GIVEN REQUEST => Reproduce word for word the passage of the Thomas Franklin Vaughns biography below, starting with "Military service" and going on through "with 18 others.".

TEXT BLOCK =>
+---+

Sergeant First Class Thomas Franklin Vaughns (born July 7, 1920) is an American veteran who was a member of the famed group of World War II-era African-Americans known as the Tuskegee Airmen. He is a recipient of the National Defense Service Medal in 2019, for his service in the Korean War. He is also a member of the Arkansas Agriculture Hall of Fame.

Military service

World War II 

Vaughns was drafted his senior year of high school. In 1942 reported for duty at Camp Robinson. He was sent to basic training in Bakersfield, California. Vaughns was trained to be a mechanic for B-25 bombers. He was then transferred to Tuskegee along with 18 others.

Korean War
Vaughns signed up for the Army Reserves and when the Korean War began he was sent to Fort Hood where he served as a mechanic. In 1952 he was discharged as a Sergeant First Class.

Early life
Vaughns family owned a 50-acre farm in Felton, in rural Lee County, Arkansas. He attended Marianna High School in Arkansas. On July 12, 2020, on Vaughn's 100th birthday a drive-by parade honoring him took place. The parade was organized by the church he attends: Barraque Street Missionary Baptist Church

Awards
Congressional Gold Medal awarded to the Tuskegee Airmen in 2006
World War II Victory Medal
American Campaign Medal
National Defense Service Medal (2019)

+---+

INFORMATION SUPPLIED =>

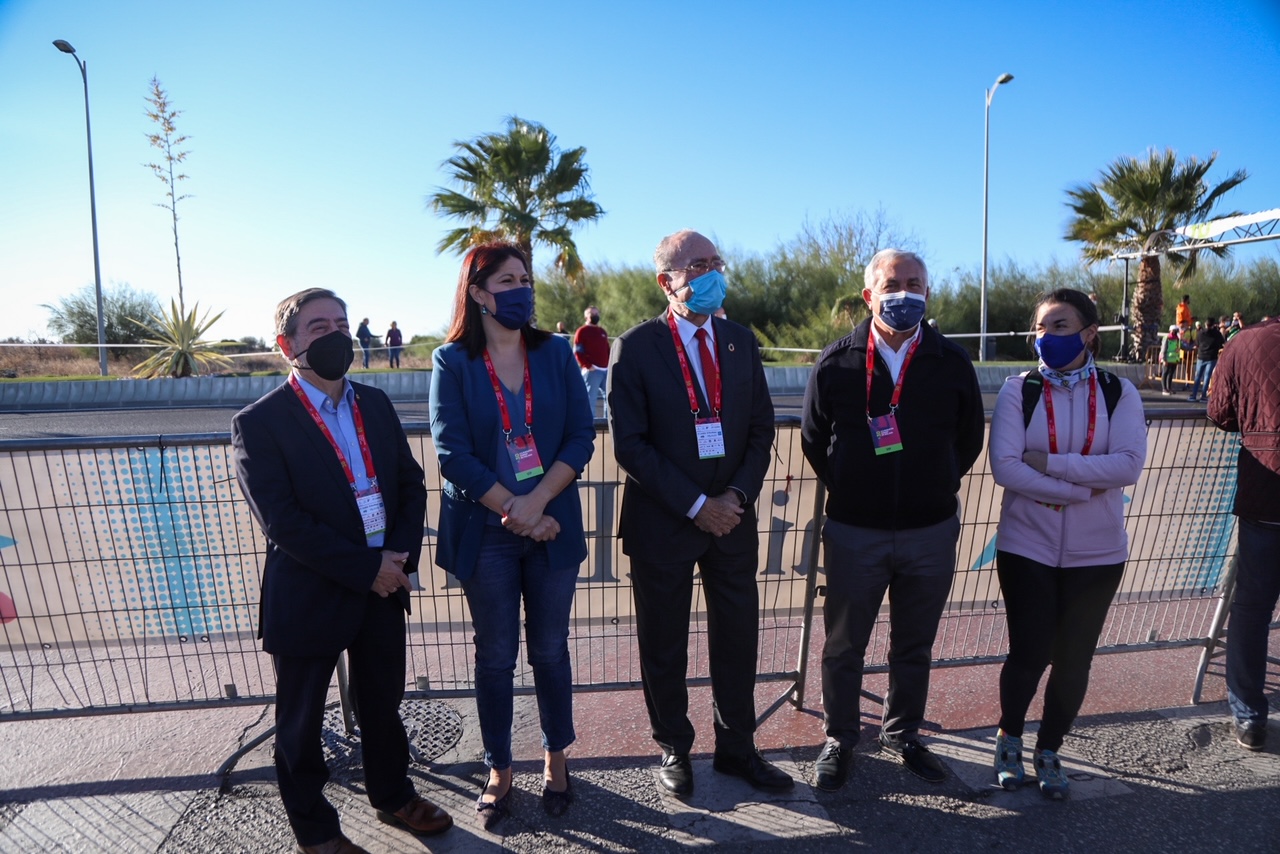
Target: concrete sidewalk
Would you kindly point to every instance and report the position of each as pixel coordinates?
(1143, 780)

+---+

PROBLEM SOLUTION =>
Military service

World War II 

Vaughns was drafted his senior year of high school. In 1942 reported for duty at Camp Robinson. He was sent to basic training in Bakersfield, California. Vaughns was trained to be a mechanic for B-25 bombers. He was then transferred to Tuskegee along with 18 others.